-- begin DATA FOR THIS TASK --

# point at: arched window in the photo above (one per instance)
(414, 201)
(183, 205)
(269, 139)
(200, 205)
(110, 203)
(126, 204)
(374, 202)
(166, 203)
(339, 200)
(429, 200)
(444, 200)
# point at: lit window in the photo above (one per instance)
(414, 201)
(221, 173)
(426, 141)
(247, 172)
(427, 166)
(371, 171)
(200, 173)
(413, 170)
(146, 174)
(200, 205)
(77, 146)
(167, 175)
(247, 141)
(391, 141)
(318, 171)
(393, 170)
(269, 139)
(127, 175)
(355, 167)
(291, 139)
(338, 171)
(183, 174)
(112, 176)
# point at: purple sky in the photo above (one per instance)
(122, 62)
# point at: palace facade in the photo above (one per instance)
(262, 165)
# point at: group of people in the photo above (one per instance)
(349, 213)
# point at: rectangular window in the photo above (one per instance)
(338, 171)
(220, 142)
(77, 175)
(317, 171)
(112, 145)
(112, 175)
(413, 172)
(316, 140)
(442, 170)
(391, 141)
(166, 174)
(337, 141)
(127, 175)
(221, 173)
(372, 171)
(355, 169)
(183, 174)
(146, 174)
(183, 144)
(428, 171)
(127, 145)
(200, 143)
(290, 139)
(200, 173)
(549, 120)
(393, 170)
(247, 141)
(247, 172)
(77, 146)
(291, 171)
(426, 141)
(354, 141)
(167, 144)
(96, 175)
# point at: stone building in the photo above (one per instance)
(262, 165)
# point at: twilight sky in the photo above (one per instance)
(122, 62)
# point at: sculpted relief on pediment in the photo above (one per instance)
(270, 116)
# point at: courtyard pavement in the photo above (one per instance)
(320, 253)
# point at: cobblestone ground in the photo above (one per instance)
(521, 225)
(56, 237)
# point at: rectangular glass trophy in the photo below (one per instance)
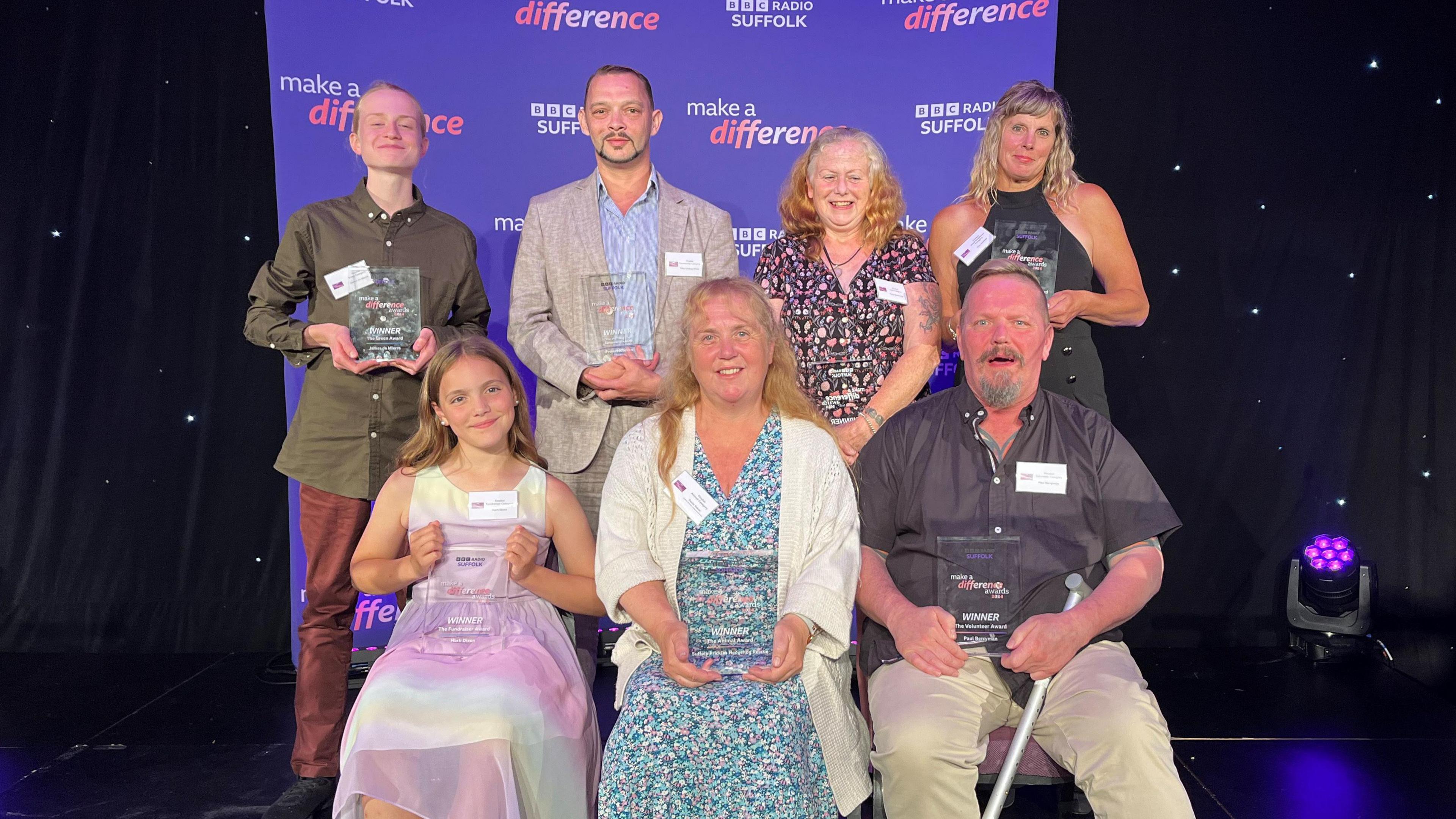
(465, 573)
(728, 618)
(385, 315)
(979, 582)
(619, 314)
(1034, 244)
(842, 387)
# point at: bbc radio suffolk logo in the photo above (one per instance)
(771, 14)
(953, 117)
(555, 119)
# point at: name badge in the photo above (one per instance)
(494, 506)
(685, 264)
(1046, 479)
(974, 245)
(348, 279)
(892, 292)
(693, 497)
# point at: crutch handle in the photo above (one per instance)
(1078, 591)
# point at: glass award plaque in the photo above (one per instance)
(465, 573)
(977, 581)
(619, 314)
(842, 387)
(385, 315)
(1033, 244)
(728, 618)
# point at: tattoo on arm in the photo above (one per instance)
(929, 309)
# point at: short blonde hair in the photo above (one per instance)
(382, 85)
(883, 213)
(1033, 100)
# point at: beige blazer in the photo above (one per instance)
(561, 241)
(641, 540)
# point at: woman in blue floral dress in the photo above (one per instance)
(737, 568)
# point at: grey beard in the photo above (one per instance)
(999, 395)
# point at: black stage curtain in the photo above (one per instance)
(142, 135)
(1305, 191)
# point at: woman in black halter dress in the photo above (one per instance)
(1027, 203)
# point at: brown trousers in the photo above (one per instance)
(331, 528)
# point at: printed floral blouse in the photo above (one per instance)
(846, 340)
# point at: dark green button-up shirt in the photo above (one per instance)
(348, 429)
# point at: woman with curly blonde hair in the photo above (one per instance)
(730, 543)
(1026, 203)
(852, 288)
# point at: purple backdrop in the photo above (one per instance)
(500, 82)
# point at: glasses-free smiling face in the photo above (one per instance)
(839, 186)
(1004, 339)
(730, 352)
(389, 136)
(477, 403)
(1026, 145)
(619, 119)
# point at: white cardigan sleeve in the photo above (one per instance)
(624, 531)
(825, 589)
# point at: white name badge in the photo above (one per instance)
(494, 506)
(693, 497)
(1047, 479)
(974, 245)
(685, 264)
(892, 292)
(348, 279)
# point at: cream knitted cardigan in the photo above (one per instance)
(640, 538)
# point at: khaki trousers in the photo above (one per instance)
(587, 487)
(1100, 722)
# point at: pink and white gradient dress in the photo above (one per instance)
(487, 720)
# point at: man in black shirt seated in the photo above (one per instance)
(976, 505)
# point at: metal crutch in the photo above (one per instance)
(1076, 592)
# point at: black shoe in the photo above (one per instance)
(300, 800)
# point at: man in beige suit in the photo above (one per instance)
(627, 234)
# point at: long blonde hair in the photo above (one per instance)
(681, 388)
(883, 212)
(1057, 180)
(433, 442)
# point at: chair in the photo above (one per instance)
(1036, 767)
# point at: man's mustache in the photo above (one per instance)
(1002, 352)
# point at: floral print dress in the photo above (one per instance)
(846, 340)
(731, 748)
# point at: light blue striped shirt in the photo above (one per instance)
(629, 241)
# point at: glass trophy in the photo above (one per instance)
(465, 573)
(619, 315)
(728, 618)
(385, 315)
(842, 387)
(1033, 244)
(979, 582)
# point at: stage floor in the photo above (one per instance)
(1258, 735)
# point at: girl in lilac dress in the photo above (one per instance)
(478, 709)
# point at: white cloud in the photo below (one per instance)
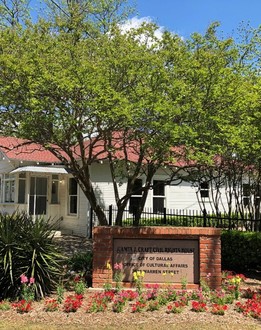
(136, 22)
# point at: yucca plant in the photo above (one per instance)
(27, 247)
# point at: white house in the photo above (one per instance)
(33, 180)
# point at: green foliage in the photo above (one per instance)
(240, 250)
(26, 247)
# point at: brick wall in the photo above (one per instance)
(209, 250)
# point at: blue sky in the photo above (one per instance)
(187, 16)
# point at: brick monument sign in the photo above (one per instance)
(166, 255)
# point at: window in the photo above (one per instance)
(136, 195)
(9, 188)
(55, 189)
(158, 196)
(1, 189)
(21, 188)
(73, 197)
(246, 194)
(204, 190)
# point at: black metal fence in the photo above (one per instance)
(183, 218)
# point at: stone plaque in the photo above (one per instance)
(163, 261)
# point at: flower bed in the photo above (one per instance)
(240, 303)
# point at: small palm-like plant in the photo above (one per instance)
(27, 247)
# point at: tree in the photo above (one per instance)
(72, 94)
(13, 12)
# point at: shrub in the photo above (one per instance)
(27, 247)
(80, 263)
(240, 251)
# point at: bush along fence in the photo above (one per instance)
(183, 218)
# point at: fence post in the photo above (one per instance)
(204, 218)
(110, 215)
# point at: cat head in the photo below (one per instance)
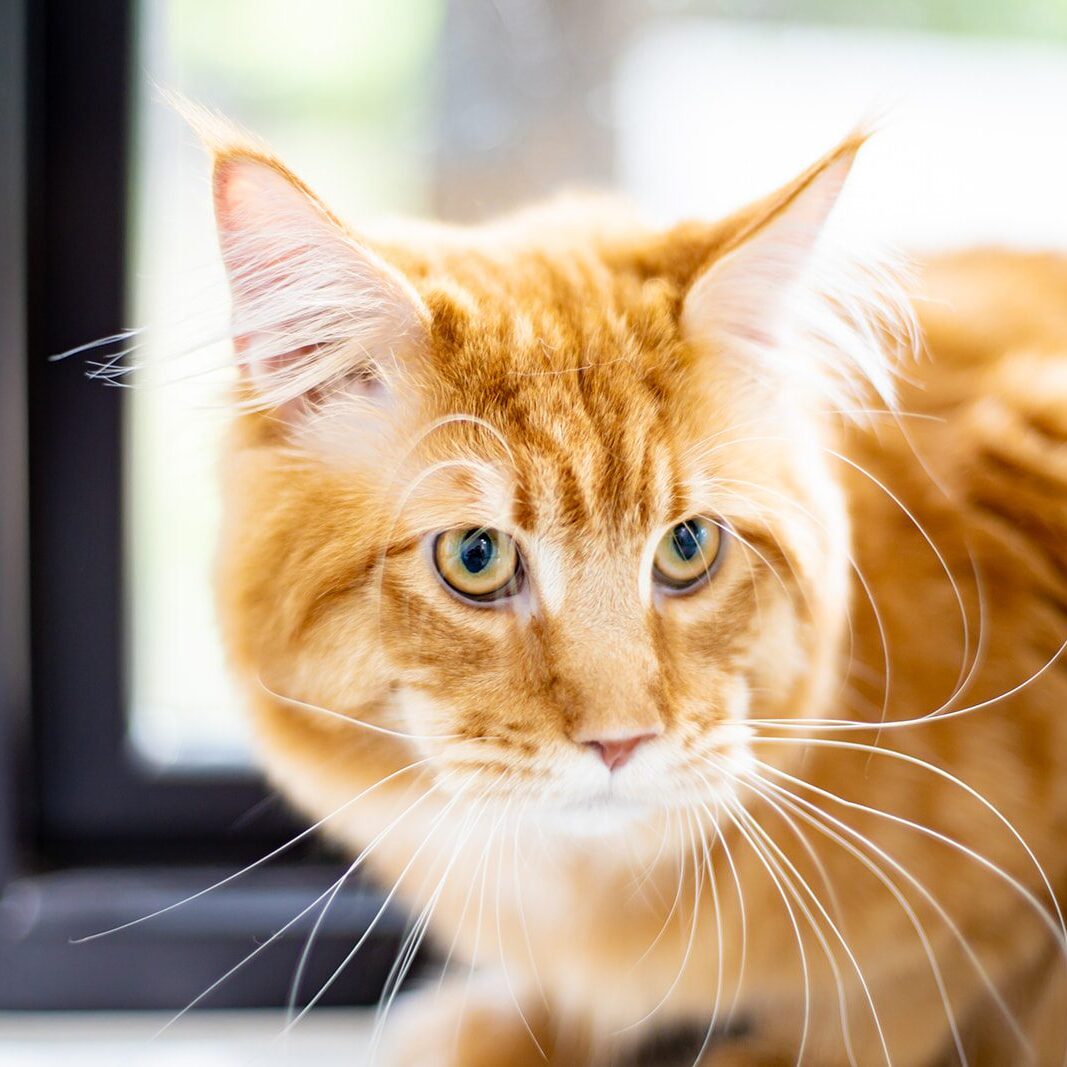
(551, 502)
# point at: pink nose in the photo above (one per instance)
(617, 753)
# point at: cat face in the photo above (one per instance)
(547, 503)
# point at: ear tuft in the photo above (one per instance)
(314, 311)
(777, 292)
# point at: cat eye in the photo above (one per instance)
(688, 554)
(477, 563)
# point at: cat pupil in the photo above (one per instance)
(685, 541)
(477, 552)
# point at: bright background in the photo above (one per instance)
(388, 108)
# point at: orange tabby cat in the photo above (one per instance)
(590, 584)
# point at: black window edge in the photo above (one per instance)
(68, 866)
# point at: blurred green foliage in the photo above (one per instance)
(293, 56)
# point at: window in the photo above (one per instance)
(125, 781)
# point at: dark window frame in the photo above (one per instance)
(90, 839)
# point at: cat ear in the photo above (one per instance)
(314, 311)
(770, 282)
(742, 296)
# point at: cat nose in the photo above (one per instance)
(617, 753)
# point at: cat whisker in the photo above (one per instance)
(698, 881)
(864, 585)
(720, 961)
(1047, 920)
(743, 914)
(940, 716)
(518, 881)
(796, 802)
(674, 904)
(733, 814)
(353, 866)
(1058, 927)
(965, 622)
(414, 937)
(499, 938)
(795, 881)
(290, 1024)
(273, 854)
(373, 727)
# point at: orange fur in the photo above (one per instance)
(566, 388)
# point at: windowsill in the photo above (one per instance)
(216, 1038)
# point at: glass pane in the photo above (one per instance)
(340, 89)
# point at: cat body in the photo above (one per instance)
(762, 860)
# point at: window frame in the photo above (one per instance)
(77, 856)
(89, 839)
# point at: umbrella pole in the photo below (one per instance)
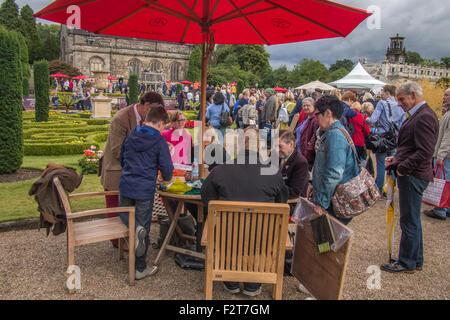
(202, 172)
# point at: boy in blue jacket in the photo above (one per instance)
(143, 153)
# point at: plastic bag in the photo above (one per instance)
(304, 213)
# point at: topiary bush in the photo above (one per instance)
(11, 136)
(133, 93)
(41, 90)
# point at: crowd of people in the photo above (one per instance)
(314, 154)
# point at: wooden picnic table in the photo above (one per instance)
(174, 216)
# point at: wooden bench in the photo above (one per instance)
(104, 229)
(246, 243)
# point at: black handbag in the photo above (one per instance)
(224, 121)
(384, 142)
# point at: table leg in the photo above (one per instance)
(199, 227)
(169, 233)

-- end DATA FOR THIS TASK --

# DIRECTION:
Please copy the stretch from the line containing "# point at: wooden bench" through the end of the material above, keeping every line in place. Increase each number in the answer coordinates by 140, and leave the other lines unchanged.

# EXERCISE OUTPUT:
# point at: wooden bench in the photo above (one per instance)
(244, 369)
(386, 383)
# point at: black handbag in the photo above (one per instance)
(364, 261)
(524, 282)
# point at: table leg in the photo above (one per instance)
(339, 367)
(309, 373)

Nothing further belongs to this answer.